■ **Problem**
Please reproduce the data from its start up to and including the line containing "276 119 L 277", changing every "pectoral fin" to "flipper" and leaving everything else untouched.

■ **Boundary labeling items**

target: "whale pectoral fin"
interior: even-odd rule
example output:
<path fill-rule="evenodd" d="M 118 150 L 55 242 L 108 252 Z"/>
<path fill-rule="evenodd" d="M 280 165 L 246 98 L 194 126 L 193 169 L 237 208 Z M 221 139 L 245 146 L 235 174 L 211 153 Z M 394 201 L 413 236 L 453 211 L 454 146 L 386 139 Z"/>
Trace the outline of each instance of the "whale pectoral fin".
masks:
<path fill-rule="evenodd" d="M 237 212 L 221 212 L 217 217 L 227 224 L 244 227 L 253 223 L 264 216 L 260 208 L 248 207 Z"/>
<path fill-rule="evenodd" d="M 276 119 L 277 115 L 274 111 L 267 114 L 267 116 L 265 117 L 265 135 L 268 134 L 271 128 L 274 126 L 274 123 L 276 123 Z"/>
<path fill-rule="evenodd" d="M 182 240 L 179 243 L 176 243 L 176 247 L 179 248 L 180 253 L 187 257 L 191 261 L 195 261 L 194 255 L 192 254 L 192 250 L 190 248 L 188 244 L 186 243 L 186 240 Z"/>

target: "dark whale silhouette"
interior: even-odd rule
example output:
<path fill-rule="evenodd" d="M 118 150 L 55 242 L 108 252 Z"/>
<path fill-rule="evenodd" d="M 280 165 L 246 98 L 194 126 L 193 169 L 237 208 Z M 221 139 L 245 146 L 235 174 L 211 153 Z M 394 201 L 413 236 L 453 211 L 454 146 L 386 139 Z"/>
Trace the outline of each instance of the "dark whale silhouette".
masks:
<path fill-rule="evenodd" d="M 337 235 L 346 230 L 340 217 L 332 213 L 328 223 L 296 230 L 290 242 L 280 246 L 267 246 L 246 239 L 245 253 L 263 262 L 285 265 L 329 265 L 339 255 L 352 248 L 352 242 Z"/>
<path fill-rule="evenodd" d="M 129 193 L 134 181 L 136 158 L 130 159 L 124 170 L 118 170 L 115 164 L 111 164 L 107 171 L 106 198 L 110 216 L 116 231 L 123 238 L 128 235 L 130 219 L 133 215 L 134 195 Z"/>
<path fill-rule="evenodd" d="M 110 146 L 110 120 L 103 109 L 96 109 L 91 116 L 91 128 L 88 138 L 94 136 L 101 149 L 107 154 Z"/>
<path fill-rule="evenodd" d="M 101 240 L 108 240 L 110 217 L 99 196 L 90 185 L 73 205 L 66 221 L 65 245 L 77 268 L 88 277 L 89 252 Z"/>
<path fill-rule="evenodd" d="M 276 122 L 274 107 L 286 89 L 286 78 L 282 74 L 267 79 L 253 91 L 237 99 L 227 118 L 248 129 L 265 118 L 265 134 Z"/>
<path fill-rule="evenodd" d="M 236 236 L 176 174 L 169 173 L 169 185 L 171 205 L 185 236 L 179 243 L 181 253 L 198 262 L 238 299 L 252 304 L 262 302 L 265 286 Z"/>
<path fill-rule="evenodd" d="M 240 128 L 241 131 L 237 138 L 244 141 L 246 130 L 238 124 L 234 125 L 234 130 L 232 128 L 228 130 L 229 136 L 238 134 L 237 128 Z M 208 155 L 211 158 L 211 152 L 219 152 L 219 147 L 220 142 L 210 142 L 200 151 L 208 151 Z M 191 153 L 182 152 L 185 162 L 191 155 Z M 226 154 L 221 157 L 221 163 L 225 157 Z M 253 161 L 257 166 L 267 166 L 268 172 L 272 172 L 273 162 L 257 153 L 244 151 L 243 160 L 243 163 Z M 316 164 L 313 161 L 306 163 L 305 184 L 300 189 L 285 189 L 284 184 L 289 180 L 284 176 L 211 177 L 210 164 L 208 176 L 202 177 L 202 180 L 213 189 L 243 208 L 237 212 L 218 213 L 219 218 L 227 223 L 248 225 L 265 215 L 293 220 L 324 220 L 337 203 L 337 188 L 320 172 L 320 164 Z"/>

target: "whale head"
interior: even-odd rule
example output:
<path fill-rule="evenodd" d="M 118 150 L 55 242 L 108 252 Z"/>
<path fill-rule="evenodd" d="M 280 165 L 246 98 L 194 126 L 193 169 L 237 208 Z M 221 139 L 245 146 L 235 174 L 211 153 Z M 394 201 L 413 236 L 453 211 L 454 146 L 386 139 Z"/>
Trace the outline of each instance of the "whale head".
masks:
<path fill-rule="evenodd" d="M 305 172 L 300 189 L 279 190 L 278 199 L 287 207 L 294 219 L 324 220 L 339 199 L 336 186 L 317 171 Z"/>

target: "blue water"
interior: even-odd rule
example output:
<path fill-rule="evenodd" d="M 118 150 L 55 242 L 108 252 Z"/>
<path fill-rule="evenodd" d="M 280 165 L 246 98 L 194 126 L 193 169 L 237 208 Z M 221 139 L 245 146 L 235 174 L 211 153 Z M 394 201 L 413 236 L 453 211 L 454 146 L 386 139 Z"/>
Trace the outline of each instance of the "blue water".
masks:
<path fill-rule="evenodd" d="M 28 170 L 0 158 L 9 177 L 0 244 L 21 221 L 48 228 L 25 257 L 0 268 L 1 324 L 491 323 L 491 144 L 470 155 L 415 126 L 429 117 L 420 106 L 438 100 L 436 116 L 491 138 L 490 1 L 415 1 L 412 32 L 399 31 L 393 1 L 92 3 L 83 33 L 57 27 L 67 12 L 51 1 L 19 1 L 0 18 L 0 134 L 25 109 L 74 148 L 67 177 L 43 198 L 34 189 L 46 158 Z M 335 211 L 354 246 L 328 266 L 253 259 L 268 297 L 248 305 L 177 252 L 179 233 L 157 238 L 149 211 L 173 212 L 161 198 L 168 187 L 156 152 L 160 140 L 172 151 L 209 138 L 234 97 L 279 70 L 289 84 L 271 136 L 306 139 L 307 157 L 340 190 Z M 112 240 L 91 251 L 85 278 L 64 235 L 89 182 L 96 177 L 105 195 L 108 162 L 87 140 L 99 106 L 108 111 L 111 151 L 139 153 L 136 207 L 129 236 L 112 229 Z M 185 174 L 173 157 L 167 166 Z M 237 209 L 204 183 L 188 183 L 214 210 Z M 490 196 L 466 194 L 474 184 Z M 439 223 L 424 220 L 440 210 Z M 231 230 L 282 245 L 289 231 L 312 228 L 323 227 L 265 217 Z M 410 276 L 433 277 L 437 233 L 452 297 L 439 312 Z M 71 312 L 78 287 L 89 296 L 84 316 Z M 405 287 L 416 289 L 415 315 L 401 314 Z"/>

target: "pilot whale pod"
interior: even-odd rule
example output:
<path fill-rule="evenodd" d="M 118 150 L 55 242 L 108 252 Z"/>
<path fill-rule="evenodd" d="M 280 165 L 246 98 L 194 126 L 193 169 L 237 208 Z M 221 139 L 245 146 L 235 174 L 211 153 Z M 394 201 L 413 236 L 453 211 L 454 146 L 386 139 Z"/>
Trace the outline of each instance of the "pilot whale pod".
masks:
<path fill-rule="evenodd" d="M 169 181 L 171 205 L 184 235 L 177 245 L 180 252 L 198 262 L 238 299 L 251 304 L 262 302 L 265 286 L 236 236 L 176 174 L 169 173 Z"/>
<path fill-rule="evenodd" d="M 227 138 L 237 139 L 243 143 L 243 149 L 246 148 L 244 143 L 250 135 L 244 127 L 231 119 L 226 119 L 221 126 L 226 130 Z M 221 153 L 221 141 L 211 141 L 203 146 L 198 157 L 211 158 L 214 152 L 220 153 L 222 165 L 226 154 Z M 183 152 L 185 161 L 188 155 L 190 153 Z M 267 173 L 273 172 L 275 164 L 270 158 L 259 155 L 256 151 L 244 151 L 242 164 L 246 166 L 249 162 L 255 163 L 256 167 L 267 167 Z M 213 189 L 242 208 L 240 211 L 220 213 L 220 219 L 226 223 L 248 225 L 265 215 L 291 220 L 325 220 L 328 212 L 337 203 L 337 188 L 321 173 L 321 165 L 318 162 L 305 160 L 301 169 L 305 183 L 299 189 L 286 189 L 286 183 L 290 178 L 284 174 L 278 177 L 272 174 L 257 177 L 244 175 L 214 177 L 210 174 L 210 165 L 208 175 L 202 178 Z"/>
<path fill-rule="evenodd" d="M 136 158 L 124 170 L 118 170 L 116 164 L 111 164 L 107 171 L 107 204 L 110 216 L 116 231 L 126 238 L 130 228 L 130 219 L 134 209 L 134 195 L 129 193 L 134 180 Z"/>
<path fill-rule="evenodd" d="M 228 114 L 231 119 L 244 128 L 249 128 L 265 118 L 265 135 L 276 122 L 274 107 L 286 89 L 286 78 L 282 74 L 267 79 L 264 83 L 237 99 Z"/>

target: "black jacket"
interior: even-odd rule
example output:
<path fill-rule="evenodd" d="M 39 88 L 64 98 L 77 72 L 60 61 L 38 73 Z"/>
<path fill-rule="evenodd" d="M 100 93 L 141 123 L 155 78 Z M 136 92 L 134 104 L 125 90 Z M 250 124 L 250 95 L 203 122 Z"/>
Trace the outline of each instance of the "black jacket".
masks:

■ **Task output**
target: "whale flipper"
interior: even-odd rule
example output:
<path fill-rule="evenodd" d="M 118 150 L 55 242 L 108 252 Z"/>
<path fill-rule="evenodd" d="M 280 165 L 246 98 L 194 126 L 193 169 L 237 208 Z M 221 139 L 245 146 L 235 174 L 211 153 Z M 394 201 L 413 236 L 453 211 L 454 146 L 386 139 Z"/>
Trace the outline of each instance of the "whale flipper".
masks:
<path fill-rule="evenodd" d="M 237 212 L 221 212 L 217 217 L 227 224 L 244 227 L 253 223 L 264 216 L 260 208 L 248 207 Z"/>
<path fill-rule="evenodd" d="M 276 119 L 277 115 L 274 111 L 267 114 L 267 116 L 265 117 L 265 135 L 268 134 L 271 128 L 274 126 L 274 123 L 276 123 Z"/>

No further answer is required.